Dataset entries
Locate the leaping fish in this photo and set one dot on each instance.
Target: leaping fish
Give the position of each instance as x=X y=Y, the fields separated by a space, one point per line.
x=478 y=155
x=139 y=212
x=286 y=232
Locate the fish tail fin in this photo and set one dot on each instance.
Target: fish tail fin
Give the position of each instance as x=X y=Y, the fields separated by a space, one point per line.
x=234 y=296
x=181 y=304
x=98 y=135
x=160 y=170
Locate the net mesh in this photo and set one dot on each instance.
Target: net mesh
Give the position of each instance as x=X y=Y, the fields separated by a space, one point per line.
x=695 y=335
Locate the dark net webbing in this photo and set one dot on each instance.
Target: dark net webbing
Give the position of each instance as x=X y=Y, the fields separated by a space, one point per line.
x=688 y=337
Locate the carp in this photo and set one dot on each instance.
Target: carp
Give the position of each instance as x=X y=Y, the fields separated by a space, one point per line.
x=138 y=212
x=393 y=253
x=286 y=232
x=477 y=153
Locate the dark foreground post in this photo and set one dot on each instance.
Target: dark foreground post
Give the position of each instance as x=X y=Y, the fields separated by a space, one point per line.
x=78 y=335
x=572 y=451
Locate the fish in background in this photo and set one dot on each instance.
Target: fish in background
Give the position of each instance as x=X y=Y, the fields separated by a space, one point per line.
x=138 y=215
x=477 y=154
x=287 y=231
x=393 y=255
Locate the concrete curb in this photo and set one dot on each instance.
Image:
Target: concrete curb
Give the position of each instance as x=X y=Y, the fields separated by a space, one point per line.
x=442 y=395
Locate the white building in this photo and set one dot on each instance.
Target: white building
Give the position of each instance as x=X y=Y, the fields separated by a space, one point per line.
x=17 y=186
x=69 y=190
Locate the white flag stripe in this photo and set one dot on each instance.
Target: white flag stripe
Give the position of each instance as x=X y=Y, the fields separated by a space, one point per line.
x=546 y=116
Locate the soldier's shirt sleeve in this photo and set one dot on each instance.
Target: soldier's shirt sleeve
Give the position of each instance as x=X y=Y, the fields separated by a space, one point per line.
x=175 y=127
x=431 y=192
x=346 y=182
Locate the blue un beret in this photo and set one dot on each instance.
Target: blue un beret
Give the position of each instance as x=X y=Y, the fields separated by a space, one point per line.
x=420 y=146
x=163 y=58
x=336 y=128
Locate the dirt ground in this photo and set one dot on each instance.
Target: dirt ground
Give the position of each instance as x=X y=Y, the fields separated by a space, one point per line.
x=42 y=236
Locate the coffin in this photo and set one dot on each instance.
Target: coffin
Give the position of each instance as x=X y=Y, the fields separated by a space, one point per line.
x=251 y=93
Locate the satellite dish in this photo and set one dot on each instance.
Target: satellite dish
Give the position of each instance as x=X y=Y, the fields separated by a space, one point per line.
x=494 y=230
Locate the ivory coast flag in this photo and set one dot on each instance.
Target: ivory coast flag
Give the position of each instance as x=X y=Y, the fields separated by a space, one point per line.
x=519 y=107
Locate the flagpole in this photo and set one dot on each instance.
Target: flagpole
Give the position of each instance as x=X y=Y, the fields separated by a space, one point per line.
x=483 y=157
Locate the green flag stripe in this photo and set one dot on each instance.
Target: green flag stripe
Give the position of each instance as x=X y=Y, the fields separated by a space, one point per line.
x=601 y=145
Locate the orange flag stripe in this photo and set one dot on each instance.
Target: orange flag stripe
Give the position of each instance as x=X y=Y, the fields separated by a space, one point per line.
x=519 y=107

▶ _Task_
Produce an exact copy of all the records.

▶ _Exercise result_
Locate the leaping fish in this photo and set one dot on each instance.
Target: leaping fish
Give the position of each instance as x=X y=Y, the fields separated by a space, one point per line.
x=478 y=155
x=139 y=212
x=286 y=232
Locate the fish tail fin in this photo and set one dot on each instance.
Target: fish tail fin
Give the position of each instance as x=X y=Y, the fields separated by a space, one point per line.
x=234 y=296
x=181 y=304
x=98 y=135
x=160 y=170
Locate the net mesh in this photo and set one dot on each instance.
Target: net mesh
Give the position of each instance as x=X y=Y, the fields separated by a space, one point per line.
x=695 y=335
Locate the dark net webbing in this photo and set one dot on each instance.
Target: dark net webbing
Give the position of each instance as x=X y=Y, the fields separated by a space, one point per line.
x=688 y=337
Locate the carp in this photo and set one dot on each instance.
Target: carp
Give the position of each instance as x=X y=Y, the fields separated by a space, one point per line.
x=138 y=212
x=393 y=253
x=286 y=232
x=477 y=153
Locate the dark foreground post in this photo and set one dot on each instance.
Target: dark foreground post
Give the position of each instance as x=X y=Y, the fields separated by a space, one point per line.
x=78 y=335
x=572 y=451
Locate the fish in background in this photo and set one dot on each instance.
Target: fish in background
Give the position of each instance as x=X y=Y, the fields separated by a space, one point per line.
x=138 y=215
x=477 y=154
x=287 y=231
x=393 y=255
Locate the concrete curb in this photo and set one dot on each instance.
Image:
Target: concrete curb
Give the position of each instance as x=X y=Y, the fields separated by a space, one point per line.
x=442 y=395
Locate the white building in this photo and set one dot on each instance.
Target: white building
Give the position of each instance as x=X y=Y, the fields separated by a space, one point per line.
x=17 y=186
x=69 y=190
Locate the white flag stripe in this photo and set one dot on each instance.
Target: white flag stripe
Give the position of each instance as x=X y=Y, the fields separated by a space, one point per line.
x=546 y=116
Locate the soldier's shirt sleeve in this photo and set one dot on each instance.
Target: soldier's shirt sleeve
Give the position of each instance as x=X y=Y, the fields separated by a space, one point per line.
x=175 y=127
x=431 y=192
x=346 y=182
Locate the blue un beret in this photo and set one dot on each instance.
Target: blue un beret
Give the position of each instance as x=X y=Y, the fields separated by a space, one point per line.
x=420 y=146
x=163 y=58
x=336 y=128
Locate the dirt ground in this photo and set one dot on each instance.
Target: dirt ground
Give the position of each instance as x=X y=Y, the fields separated by a space, one point per line.
x=42 y=236
Locate the coffin in this photo and set one dot on each instance.
Target: coffin
Give the position of each instance as x=X y=Y, the fields separated by a space, one point per line.
x=251 y=93
Locate the satellite dish in this photo and set one dot on each instance.
Target: satellite dish
Give the position of each instance as x=X y=Y, the fields separated by a space, one point per line.
x=494 y=230
Locate the ivory coast flag in this photo and set one dot on each instance.
Target: ivory coast flag
Give the position of each instance as x=X y=Y, the fields separated by a space, one point per line.
x=519 y=107
Locate the flagpole in this photo and set one dot on each instance.
Target: flagpole
Give the position of each instance as x=X y=Y, the fields separated by a space, one point per line.
x=483 y=157
Locate the green flag stripe in this photo and set one dot on each instance.
Target: green flag stripe
Give the position of each instance as x=X y=Y, the fields separated by a space, one point per line.
x=601 y=145
Locate the orange flag stripe in this photo and set one dot on each instance.
Target: orange flag stripe
Give the position of each instance as x=X y=Y, the fields separated by a space, one point per line.
x=519 y=107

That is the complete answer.